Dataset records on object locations
[start]
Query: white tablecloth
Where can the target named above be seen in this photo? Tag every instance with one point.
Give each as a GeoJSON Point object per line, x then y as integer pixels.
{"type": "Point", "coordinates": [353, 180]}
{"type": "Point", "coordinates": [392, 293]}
[end]
Task details
Please edit the items above so that "white tablecloth" becomes "checkered tablecloth", leaving everything else as it is.

Task response
Query: checkered tablecloth
Where can the target named above be seen in this photo? Tag every instance with one point.
Give each as a GeoJSON Point object per line, x then y as integer pixels.
{"type": "Point", "coordinates": [353, 180]}
{"type": "Point", "coordinates": [392, 293]}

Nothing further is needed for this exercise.